### THE PROBLEM
Extract all of the records below and reproduce each one word for word, without any changes.

Saved data entries
* * * * *

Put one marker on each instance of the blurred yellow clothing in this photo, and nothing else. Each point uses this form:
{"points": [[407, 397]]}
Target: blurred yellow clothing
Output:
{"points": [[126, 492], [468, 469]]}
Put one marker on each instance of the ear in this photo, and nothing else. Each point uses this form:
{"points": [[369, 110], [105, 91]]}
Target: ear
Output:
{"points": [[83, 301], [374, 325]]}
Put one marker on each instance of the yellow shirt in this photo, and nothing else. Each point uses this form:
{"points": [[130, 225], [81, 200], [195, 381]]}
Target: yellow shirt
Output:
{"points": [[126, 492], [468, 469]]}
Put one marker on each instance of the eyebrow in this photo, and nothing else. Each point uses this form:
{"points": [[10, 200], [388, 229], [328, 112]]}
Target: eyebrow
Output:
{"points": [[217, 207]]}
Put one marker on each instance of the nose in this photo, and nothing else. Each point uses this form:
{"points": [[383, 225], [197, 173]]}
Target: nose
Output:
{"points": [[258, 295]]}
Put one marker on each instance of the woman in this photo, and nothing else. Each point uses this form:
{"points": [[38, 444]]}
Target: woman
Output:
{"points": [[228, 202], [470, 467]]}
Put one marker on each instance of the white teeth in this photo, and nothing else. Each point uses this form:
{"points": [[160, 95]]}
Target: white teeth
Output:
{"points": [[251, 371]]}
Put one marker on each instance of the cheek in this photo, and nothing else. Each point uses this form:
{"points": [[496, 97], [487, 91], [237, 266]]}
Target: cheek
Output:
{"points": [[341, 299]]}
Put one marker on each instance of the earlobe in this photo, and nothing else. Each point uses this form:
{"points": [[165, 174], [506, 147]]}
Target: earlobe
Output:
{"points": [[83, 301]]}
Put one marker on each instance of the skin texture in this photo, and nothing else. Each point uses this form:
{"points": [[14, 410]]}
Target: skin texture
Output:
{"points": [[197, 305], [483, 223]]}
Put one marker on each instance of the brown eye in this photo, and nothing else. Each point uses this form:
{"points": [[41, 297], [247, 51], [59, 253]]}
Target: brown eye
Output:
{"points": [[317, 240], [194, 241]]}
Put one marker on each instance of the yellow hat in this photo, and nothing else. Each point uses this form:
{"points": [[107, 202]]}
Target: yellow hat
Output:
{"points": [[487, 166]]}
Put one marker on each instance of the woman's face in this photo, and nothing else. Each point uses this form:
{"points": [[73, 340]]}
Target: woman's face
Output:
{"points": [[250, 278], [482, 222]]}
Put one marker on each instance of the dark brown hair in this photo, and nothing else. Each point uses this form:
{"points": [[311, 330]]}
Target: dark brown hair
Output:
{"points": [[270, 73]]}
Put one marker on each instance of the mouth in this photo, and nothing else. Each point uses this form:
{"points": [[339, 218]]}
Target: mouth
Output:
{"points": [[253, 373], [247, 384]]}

* * * * *

### EXERCISE SOLUTION
Put one marker on each instance of the blurred yellow clothing in this photo, and nothing else. Each point uses this form:
{"points": [[407, 397]]}
Target: blurred yellow clothing
Output:
{"points": [[126, 492], [468, 469]]}
Put one marker on each instance of the ear in this photo, and nothing else. Each point uses this form:
{"points": [[369, 110], [105, 91]]}
Target: ear
Output:
{"points": [[83, 301], [374, 325]]}
Put one marker on each instance of the yellow shirt in this photo, and nothing else. Each point uses this form:
{"points": [[130, 225], [81, 200], [195, 381]]}
Target: yellow shirt
Output:
{"points": [[126, 492], [468, 469]]}
Put one marker on each instance of the eyebrow in this photo, and nothing else. Each point uses this form:
{"points": [[10, 200], [388, 229], [328, 112]]}
Target: eyebrow
Output:
{"points": [[217, 207]]}
Put one marker on each instance of the nose in this photo, and nothing else. Each point uses this form:
{"points": [[383, 225], [197, 173]]}
Target: nose
Output:
{"points": [[258, 295]]}
Put one marker on each instance of the woman in this photo, and nothing else. Each point uses this form:
{"points": [[38, 444]]}
Target: woman
Output:
{"points": [[228, 202], [470, 467]]}
Put one marker on each instance of the white teeth in this photo, and nothing else. Each point uses this form:
{"points": [[160, 95]]}
Target: white teeth
Output:
{"points": [[251, 371]]}
Put one marker on each instance of the cheek in this photo, and nothing else. Each point uses this form:
{"points": [[496, 97], [487, 91], [237, 266]]}
Target: cheek
Output:
{"points": [[341, 299]]}
Put one marker on each instance of the earlobe in this photo, and nothing else. Each point uses this form:
{"points": [[165, 174], [506, 147]]}
Target: earlobe
Output:
{"points": [[83, 301]]}
Put one marker on each instance of the skin texture in this photo, and nothing else. Each point uses this form:
{"points": [[14, 410]]}
Target: skin texture
Output:
{"points": [[197, 305], [483, 223]]}
Put one marker on each instance of the brown eye in this photo, and nothing else. Each point uses this form:
{"points": [[41, 297], [247, 51], [59, 253]]}
Target: brown eye
Output:
{"points": [[317, 240], [194, 241]]}
Put one marker on each instance of the yellow hat in this photo, and nothing else. Each point uses this form:
{"points": [[107, 202]]}
Target: yellow hat
Output:
{"points": [[487, 166]]}
Put one marker on each instance of the woman's face in this photo, and nothing else. Each point uses this form:
{"points": [[73, 340]]}
Target: woman's face
Output:
{"points": [[250, 278], [482, 222]]}
Put one marker on each instance of the dark brown hair in this photo, and nothing else. Each point uses this form:
{"points": [[311, 330]]}
Target: dark brown hair
Output:
{"points": [[270, 73]]}
Put one marker on each instance of the mouth in this photo, and nothing else. Each point uses this form:
{"points": [[339, 218]]}
Target: mouth
Output:
{"points": [[253, 373], [247, 384]]}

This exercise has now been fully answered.